::: TEXT EXTRACT :::

Calculate density of neutrons in a beam

[xatu]

Problem:

A flux of 10^12 neutrons/m^2 emerges each second from a port in a nuclear reactor. If these neutrons have a Maxwell-Boltzmann energy distribution corresponding to T=300 K, calculate the density of neutrons in the beam.

Solution:

The average velocity of neutrons coming from the detector is [itex]\bar{v}=\sqrt{\frac{8kT}{πm}}[/itex].

Substituting the following,

k=1.38x10-23 J/K
T=300 K
m=1.675 x 10-27 kg

yields a velocity [itex]\bar{v}=2509 m/s[/itex]

A flux F is given by [itex]F=\rho\bar{v}[/itex] [itex]\Rightarrow \rho=\frac{F}{\bar{v}}[/itex]

Substituting F=10^12 m^-2 s^-1 and the obtained value above for [itex]\bar{v}[/itex] yields,

ρ=4 x 10^9 /m^3

However this disagrees with the value in my books which says the correct answer is 1.6 x 10^9 /m^3. I think it's a pretty straight-forward problem. Where did I go wrong?

 

[TSny]

There's a complication due to the fact that the average velocity of the neutrons emerging through the port is not the same as the average velocity of the neutrons inside the reactor. This causes a modification in the formula ##F = \rho \overline{v}##. See the middle of page 2 of these notes.

 

[xatu]

I see that the end result of the analysis yields a factor of 1/4. Using this modified formula, I then get the correct answer for the density.

However, it's not exactly clear from where the 1/4 arises. Could you please elaborate?

 

[TSny]

Consider all particles moving toward the opening in a certain direction. Particles with greater speed are more likely to make it through the opening during a fixed time interval dt than particles with less speed. So, the distribution of speeds of particles making it through the opening is shifted somewhat towards higher speeds compared to the Maxwellian distribution.

Also, if you look at particles moving toward the opening from different directions, then those moving in a direction roughly perpendicular to the hole will have a greater chance of getting through than those moving almost parallel to the opening. So, the distribution of directions of the particles making it through the hole will not be isotropic.

You cannot expect the average speed of particles moving through the hole to be the same as the average speed ##\overline{v}## of particles in the Maxwellian distribution.

The only way that I can see why the factor is 1/4 rather than some other factor is to carry through the calculation as shown in the link.

 

[TSny]

There is one thing that confuses me about the statement of the problem. The density ##\rho## that you calculate using the formula ##F = \frac{1}{4} \rho\overline{v}## is the number density of the neutrons while they are inside the reactor in a Maxwell-Boltzmann distribution. But the problem is asking for the density in the "beam". The particles will emerge from the opening ("port") in all polar directions from θ = 0 to θ = ##\pi/2## radians and all azimuthal directions from 0 to ##2\pi## radians. So, they will spread out and the density will vary with position.

:::

GOAL OF THE EXERCISE: In the neutron-beam thread, what density does the book give as the correct answer?

::: EXTRACTED MATERIAL :::

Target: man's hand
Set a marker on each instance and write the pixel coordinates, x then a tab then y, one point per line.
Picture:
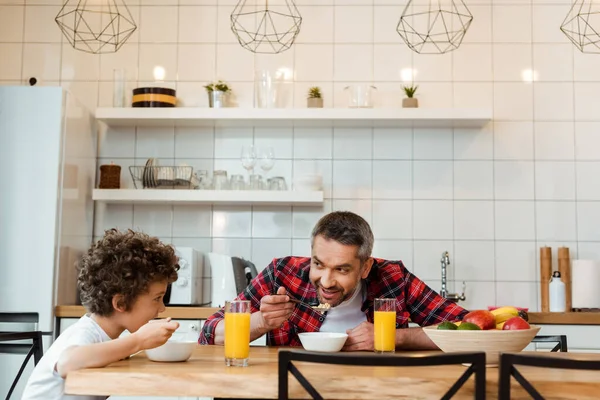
275	309
360	338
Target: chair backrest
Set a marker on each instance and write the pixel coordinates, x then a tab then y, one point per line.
508	368
19	334
475	359
560	340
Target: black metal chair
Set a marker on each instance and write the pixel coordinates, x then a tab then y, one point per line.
476	359
560	340
508	363
27	342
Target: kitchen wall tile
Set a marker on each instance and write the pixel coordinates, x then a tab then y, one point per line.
352	179
588	219
353	62
352	143
432	180
313	143
433	220
516	261
397	250
155	220
554	180
554	141
364	208
474	261
474	144
304	219
196	62
553	101
514	180
317	25
11	23
432	144
519	294
392	144
556	220
513	141
319	167
265	250
40	25
158	24
197	24
231	222
392	219
473	180
514	220
191	221
587	140
155	142
271	222
473	220
427	255
392	179
233	247
11	64
353	24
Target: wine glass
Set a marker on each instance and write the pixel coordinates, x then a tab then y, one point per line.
248	158
267	159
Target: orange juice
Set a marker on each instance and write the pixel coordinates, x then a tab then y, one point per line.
385	330
237	335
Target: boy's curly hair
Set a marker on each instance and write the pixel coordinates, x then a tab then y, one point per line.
123	263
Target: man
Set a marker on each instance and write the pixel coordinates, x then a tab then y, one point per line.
341	273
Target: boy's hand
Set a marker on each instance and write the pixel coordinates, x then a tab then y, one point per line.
155	333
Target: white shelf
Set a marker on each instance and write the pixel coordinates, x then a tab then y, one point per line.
227	117
223	197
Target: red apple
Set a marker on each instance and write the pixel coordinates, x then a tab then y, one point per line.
515	324
482	318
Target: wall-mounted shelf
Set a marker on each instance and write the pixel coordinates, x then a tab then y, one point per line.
218	197
302	117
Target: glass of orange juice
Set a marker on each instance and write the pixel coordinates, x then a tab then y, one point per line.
385	325
237	333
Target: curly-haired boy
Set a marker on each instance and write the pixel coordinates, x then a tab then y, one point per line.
122	280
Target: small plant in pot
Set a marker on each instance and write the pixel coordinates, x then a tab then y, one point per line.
314	98
218	94
410	101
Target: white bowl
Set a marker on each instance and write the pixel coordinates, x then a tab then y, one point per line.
172	351
492	342
326	342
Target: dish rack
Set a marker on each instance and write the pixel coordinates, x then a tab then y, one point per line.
159	177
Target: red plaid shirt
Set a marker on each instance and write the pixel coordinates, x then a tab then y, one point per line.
387	279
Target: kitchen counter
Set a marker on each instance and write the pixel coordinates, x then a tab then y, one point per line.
573	318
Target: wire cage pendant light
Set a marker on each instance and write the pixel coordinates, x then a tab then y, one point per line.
434	26
96	26
582	26
266	27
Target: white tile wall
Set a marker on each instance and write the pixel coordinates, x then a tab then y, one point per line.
489	196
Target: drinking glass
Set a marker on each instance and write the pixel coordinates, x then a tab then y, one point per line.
385	325
248	158
267	159
237	333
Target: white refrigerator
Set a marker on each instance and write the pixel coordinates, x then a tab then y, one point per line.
48	144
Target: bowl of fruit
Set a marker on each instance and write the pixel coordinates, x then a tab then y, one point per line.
503	330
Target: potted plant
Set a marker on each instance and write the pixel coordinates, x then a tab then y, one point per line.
410	101
218	93
314	98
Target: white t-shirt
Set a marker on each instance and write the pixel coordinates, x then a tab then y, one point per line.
45	383
345	316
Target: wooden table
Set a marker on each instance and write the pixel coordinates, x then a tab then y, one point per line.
205	375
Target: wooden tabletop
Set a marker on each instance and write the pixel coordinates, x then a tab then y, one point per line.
571	318
205	375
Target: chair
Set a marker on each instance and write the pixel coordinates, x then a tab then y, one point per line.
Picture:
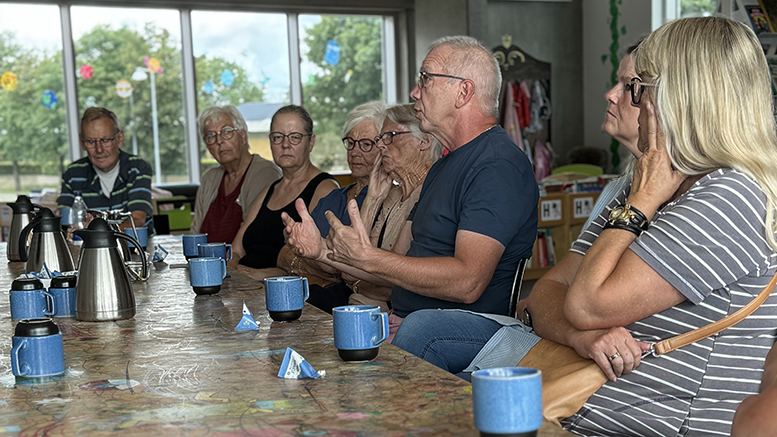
515	295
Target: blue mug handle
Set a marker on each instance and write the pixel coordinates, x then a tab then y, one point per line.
383	327
50	310
15	359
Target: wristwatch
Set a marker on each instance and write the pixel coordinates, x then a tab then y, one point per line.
526	317
627	216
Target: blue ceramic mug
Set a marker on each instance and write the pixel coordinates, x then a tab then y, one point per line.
507	400
206	274
37	349
215	250
63	293
285	297
359	330
190	243
142	236
30	300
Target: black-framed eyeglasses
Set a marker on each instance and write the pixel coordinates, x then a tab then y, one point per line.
226	133
423	78
294	138
365	144
105	143
388	137
637	88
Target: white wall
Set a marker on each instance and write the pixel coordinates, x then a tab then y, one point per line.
635	16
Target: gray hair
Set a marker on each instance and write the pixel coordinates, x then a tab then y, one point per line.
404	115
470	60
215	112
373	111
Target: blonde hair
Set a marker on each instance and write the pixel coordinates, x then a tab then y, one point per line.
714	102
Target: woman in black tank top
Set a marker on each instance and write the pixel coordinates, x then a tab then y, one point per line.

:::

TASK RESULT: The book gives 1.6 x 10^9 neutrons per cubic meter.